● 给定练习
请在下面的数据中找出所有含有字符串“corner”的行，并将这些行逐一照抄出来，匹配时区分大小写。

● 数据行

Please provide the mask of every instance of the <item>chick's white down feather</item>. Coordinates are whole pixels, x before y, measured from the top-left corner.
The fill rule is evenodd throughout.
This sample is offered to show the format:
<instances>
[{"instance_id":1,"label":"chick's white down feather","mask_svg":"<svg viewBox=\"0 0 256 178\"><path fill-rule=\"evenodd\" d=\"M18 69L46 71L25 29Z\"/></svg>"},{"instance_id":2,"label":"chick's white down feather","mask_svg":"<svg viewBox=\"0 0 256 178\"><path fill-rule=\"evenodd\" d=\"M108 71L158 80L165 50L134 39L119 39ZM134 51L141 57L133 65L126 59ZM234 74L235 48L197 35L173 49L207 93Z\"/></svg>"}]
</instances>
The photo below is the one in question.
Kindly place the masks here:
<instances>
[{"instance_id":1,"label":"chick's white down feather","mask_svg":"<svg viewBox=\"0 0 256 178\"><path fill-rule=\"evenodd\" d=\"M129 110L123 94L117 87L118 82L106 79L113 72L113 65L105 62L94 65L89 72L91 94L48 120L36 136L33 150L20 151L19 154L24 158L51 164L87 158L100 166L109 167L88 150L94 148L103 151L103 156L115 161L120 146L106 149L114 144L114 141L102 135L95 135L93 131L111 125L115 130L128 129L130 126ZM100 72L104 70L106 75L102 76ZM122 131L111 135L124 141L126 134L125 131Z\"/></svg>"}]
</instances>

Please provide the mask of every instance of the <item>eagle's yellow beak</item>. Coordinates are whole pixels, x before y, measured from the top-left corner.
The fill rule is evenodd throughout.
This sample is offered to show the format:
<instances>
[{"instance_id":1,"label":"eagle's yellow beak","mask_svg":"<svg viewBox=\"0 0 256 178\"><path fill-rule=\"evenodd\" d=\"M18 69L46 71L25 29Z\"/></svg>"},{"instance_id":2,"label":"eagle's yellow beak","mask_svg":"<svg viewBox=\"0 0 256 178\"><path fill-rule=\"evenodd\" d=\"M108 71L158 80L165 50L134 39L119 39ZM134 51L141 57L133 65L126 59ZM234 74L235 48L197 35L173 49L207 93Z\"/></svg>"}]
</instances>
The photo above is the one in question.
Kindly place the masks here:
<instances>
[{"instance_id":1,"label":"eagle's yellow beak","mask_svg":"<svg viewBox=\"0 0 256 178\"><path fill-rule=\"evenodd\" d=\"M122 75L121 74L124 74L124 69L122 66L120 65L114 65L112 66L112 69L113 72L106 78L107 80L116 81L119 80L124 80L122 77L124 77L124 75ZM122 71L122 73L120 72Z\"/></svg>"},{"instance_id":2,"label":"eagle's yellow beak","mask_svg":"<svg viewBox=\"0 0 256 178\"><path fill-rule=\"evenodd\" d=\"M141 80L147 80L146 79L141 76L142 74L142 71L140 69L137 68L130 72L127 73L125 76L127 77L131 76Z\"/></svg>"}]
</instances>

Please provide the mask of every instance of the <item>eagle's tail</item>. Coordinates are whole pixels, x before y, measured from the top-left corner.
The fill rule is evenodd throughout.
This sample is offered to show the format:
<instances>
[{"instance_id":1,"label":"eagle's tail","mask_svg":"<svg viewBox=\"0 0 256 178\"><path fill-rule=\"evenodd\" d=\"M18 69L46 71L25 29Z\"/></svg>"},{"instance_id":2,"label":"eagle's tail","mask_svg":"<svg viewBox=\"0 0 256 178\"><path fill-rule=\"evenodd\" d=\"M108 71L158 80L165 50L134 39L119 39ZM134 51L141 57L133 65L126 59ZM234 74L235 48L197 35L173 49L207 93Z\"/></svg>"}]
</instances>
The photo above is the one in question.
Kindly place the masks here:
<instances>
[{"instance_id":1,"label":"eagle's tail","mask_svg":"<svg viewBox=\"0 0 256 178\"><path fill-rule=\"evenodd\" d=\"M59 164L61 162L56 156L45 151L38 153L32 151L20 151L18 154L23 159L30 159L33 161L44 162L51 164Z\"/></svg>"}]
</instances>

● 完整回答
Please provide the mask of every instance of the <item>chick's white down feather</item>. Coordinates are whole pixels, x before y, measured from the top-left corner.
Please provide the mask of every instance of the <item>eagle's yellow beak</item>. Coordinates are whole pixels, x before y, measured from the top-left corner.
Please provide the mask of every instance of the <item>eagle's tail</item>. Coordinates are whole pixels, x before y, measured from the top-left corner.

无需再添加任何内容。